• **Stated exercise 1**: According to the plan excerpt below, why may the Board permit payroll withholding above the amount a participant designates? Answer in one to three sentences.

• **Text section**:
The Board may, if it so determines in the exercise of its sole
discretion, also make provision for adjusting the Reserves, as well as the price
per share of Common Stock covered by each outstanding option, in the event the
Company effects one or more reorganizations, recapitalization, rights offerings
or other increases or reductions of shares of its outstanding Common Stock, and
in the event of the Company being consolidated with or merged into any other
corporation.
19. Amendment or Termination.
(a) The Board of Directors of the Company may at any time and
for any reason terminate or amend the Plan. Except as provided in Section 18
hereof, no such termination can affect options previously granted, provided that
an Offering Period or Extended Offering Period may be terminated by the Board of
Directors on any Exercise Date if the Board determines that the termination of
the Plan is in the best interests of the Company and its shareholders. Except as
provided in Section 18 hereof, no amendment may make any change in any option
theretofore granted which adversely affects the rights of any participant. To
the extent necessary to comply with Section 423 of the Code (or any successor
rule or provision or any other applicable law or regulation), the Company shall
obtain shareholder approval in such a manner and to such a degree as required.
(b) Without shareholder consent and without regard to whether
any participant rights may be considered to have been "adversely affected," the
Board (or its committee) shall be entitled to change the Offering Periods or
Extended Offering Periods, limit the frequency and/or number of changes in the
amount withheld during an Offering Period or Extended Offering Period, establish
the exchange ratio applicable to amounts withheld in a currency other than U.S.
dollars, permit payroll withholding in excess of the amount designated by a
participant in order to adjust for delays or mistakes in the Company's
processing of properly completed withholding elections, establish reasonable
waiting and adjustment periods and/or accounting and crediting procedures to
ensure that amounts applied toward the purchase of Common Stock for each
participant properly correspond with amounts withheld from the participant's
Compensation, and establish such other limitations or procedures as the Board
(or its committee) determines in its sole discretion advisable which are
consistent with the Plan.
20. Notices. All notices or other communications by a participant to
the Company under or in connection with the Plan shall be deemed to have been
duly given when received in the form specified by the Company at the location,
or by the person, designated by the Company for the receipt thereof.

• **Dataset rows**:
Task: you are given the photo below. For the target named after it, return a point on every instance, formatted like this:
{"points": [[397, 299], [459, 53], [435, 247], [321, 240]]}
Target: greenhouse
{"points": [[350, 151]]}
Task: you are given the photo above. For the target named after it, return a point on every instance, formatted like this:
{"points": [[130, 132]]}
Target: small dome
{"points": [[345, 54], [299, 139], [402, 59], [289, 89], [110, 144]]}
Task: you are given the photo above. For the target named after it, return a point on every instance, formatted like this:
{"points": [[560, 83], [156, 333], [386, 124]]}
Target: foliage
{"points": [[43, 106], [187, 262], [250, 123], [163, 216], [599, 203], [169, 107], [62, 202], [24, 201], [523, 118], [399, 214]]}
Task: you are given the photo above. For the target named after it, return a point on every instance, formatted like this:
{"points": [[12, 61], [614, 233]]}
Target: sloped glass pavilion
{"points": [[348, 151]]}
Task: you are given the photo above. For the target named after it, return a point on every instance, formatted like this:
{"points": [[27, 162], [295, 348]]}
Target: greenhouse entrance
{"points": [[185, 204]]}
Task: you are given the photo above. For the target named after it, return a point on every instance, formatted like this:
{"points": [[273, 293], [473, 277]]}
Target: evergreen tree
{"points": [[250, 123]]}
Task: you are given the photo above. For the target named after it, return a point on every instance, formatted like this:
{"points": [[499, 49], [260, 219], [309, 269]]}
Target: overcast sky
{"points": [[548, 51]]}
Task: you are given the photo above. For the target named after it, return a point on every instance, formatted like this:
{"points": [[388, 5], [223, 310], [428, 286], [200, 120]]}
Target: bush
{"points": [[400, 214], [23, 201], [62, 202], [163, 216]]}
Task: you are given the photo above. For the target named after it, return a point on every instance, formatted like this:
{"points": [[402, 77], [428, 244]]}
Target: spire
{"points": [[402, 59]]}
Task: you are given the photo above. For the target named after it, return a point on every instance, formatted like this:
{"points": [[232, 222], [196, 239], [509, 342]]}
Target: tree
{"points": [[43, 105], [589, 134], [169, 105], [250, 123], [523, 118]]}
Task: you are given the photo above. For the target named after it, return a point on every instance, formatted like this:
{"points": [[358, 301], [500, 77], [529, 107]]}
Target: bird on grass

• **Stated exercise 2**: Gather every line of the records above that contains the string "greenhouse".

• **Worked answer 1**: The Board may permit payroll withholding above the amount a participant designates in order to adjust for delays or mistakes in the Company's processing of properly completed withholding elections.

• **Worked answer 2**:
Target: greenhouse
Target: greenhouse entrance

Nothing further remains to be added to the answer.